§ The request
Substitute "a single point for each instance" for every occurrence of "one point per instance" in the records below, keeping everything else unchanged, and write out the records again. Leave the pictures out of your answer.

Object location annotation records
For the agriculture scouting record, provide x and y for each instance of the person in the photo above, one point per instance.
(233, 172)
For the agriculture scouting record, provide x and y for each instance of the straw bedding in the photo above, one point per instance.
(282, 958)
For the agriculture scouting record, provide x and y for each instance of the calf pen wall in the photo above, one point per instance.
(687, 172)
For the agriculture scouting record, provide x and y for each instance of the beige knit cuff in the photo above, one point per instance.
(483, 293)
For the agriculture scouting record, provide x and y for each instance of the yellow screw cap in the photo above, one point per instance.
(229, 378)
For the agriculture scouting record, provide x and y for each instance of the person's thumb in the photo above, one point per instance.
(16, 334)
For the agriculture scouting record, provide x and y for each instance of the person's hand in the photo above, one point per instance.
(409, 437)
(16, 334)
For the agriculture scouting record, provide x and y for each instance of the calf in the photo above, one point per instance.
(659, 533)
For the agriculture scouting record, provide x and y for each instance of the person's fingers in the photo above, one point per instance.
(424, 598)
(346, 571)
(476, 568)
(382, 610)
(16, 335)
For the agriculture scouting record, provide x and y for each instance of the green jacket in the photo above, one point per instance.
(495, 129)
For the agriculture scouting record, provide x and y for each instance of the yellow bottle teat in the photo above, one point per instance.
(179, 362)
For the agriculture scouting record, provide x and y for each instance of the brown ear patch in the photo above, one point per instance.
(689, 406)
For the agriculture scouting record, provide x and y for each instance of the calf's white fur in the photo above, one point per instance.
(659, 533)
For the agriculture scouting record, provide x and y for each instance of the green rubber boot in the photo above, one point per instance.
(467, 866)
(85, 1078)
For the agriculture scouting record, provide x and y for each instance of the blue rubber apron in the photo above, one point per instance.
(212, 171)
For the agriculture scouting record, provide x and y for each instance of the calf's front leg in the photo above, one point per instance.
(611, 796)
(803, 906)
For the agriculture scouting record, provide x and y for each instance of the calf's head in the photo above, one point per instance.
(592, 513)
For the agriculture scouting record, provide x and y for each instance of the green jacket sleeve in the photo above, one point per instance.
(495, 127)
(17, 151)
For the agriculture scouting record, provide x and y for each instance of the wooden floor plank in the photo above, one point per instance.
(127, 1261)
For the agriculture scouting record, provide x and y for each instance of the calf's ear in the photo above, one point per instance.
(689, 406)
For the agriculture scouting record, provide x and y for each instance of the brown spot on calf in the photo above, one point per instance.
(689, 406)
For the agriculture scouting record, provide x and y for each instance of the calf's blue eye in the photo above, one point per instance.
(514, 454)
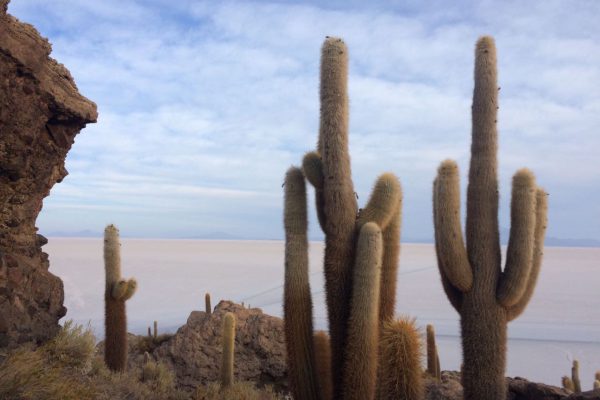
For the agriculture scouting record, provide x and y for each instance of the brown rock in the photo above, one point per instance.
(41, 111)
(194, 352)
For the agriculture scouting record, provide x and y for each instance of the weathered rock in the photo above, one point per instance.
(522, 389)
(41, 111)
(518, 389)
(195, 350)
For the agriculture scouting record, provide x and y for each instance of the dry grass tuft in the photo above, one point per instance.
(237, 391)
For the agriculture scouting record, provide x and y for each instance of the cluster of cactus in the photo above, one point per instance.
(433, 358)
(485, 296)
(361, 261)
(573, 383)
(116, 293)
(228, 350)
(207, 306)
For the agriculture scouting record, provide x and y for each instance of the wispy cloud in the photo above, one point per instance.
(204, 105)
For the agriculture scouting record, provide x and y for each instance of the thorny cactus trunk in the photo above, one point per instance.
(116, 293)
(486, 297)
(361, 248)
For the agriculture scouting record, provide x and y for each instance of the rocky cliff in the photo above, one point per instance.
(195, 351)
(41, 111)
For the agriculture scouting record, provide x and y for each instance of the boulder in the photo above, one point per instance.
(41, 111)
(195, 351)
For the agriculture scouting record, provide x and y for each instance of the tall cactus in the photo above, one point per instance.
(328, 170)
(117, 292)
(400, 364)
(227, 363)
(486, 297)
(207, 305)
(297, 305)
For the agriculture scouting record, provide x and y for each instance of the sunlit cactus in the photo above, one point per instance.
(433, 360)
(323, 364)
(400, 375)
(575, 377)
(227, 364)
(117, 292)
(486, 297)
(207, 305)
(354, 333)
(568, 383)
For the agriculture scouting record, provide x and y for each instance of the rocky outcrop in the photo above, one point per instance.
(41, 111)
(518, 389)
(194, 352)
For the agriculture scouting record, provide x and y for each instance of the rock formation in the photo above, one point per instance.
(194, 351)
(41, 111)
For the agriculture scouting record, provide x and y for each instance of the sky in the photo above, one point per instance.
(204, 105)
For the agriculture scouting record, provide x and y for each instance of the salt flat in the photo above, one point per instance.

§ Answer for the task
For the agriculture scouting record, provide x and y for each instance of the person in the photo above, a single point for each instance.
(233, 172)
For the agriculture scouting record, provide x and y for each instance of the straw bedding in the photo above, a single point for each instance.
(282, 958)
For the agriculture scouting record, provide x and y for each instance of the calf pen wall in the photo above, a single point for each instance.
(687, 172)
For the agriculture scouting record, provide x and y for each instance of the beige knit cuff in the photo above, a single point for each instance.
(483, 293)
For the agriculture scouting record, provide x and y for each instance of the yellow screw cap in the photo above, a single point for each instance.
(229, 378)
For the agriculture scouting record, provide x and y for each instance of the person's thumb in the photo above, a single point for each instance.
(16, 334)
For the agriculture scouting record, provide x and y for each instance of the person's hand in the photo above, a single point for each instance.
(409, 437)
(16, 334)
For the agriculture scouting record, provide x and y for each instance of the calf in the photo above, a single point for each instance.
(659, 533)
For the agriculture scouting record, provide x and y for each instance of the person's fingers in the photo above, a single point for each instance.
(424, 598)
(346, 571)
(476, 568)
(382, 610)
(16, 335)
For the agriculture scouting record, provide x and y for each instance of the green jacket in the photo above, a single point for each instance.
(495, 129)
For the agriculture scouting record, provide x and y for each instance of the yellow bottle teat in the photo above, a single point for each instance.
(179, 362)
For the agriculture scouting record, provide x and y for each instance of the brown ear patch in the photo above, a single point for each instance.
(689, 406)
For the agriculture scouting record, provide x and y for each instance of the calf's white fur in the photo above, a single point for each instance.
(659, 533)
For the agriculture scouting record, provide x and y for each instance of the green rubber boot in the photo above, a single point for each instance.
(467, 866)
(85, 1078)
For the agriculture scouting record, provide x and y for each instance of the blue rubber apron in the photo above, a single point for each instance.
(212, 171)
For the agriculture scouting record, provide x and y for each instance of the calf's front leg in the photo above, a single point for each instance.
(611, 796)
(803, 906)
For the agriculture scouting record, provide x and y for each instance of the calf's head in the photo above, a single point for each instance.
(592, 513)
For the agriculture scouting record, provide x and y for each instance of the green jacket sleeve in the photo above, a single point for each instance.
(495, 127)
(17, 151)
For the agriculture scouting record, provide x and y for each instance of the wooden floor plank in the photo above, a single point for each instance.
(127, 1261)
For the agriculture scouting record, provide x and y for each instance of the calf's ear in the photo above, a single point for each instance.
(689, 406)
For the agriculture scouting record, provide x and y for each instance of the brown spot on calf in the photo above, a single point for each instance.
(689, 406)
For the agriculture scouting record, provide x and y for each instance of the calf's blue eye in the photo above, a single point for each instance.
(514, 454)
For the agriculture scouting record, provide x and y for each instance of the brown rock in the photo above, a single point for each instance.
(41, 111)
(194, 352)
For the agriculture scouting record, provide x and y for each instance of the weathered rock in the photo above, a single point for each instance.
(522, 389)
(41, 111)
(518, 389)
(195, 350)
For the agriculture scouting record, provide x and y for each instance of the dry grass tuft in the photo above, a single point for each instance.
(237, 391)
For the agriculture scouting record, provide x and y for each instance of the cluster of cactus in the photo above, a single point for each instance.
(433, 358)
(485, 296)
(361, 261)
(573, 383)
(116, 293)
(228, 350)
(207, 306)
For the agriculture scouting record, provide x and y for each instance of the wispy cloud in the photo above, a single point for each instance.
(204, 105)
For the agriculture scouting record, provide x and y for each instance of the thorny cactus trunk in the photo above, a single point for each instance.
(116, 293)
(486, 297)
(361, 248)
For the agriculture scouting record, provide x and y for each instance of the rocky cliff in the photo above, a single point for each instance.
(195, 351)
(41, 111)
For the agriculture scouting record, provide x and y for each instance of the boulder in the photo above, a single point for each instance.
(41, 111)
(195, 351)
For the agriculture scouting record, provide x and y for each instance of the tall cactus in the photo above, a single point for each instance.
(328, 170)
(117, 292)
(400, 364)
(227, 363)
(486, 297)
(207, 305)
(297, 305)
For the agriculture scouting record, provide x and y for each instance of the sunlit cactus in the photo above, a single point for each instance.
(433, 360)
(323, 364)
(400, 375)
(575, 377)
(227, 364)
(117, 292)
(486, 297)
(207, 305)
(354, 333)
(568, 383)
For the agriculture scouting record, provide x and y for each instance of the rocky outcrop in the photo above, a single point for each instance.
(41, 111)
(518, 389)
(194, 352)
For the agriculture scouting record, provide x and y for each instance of the rock formation in the photo above, a single point for each instance.
(194, 351)
(41, 111)
For the agriculture scouting record, provide x and y for each instance of the sky in the photo above, a single point for each instance.
(204, 105)
For the agriculture scouting record, provide x and y for each instance of the salt flat in the photo above, a single point for each instance.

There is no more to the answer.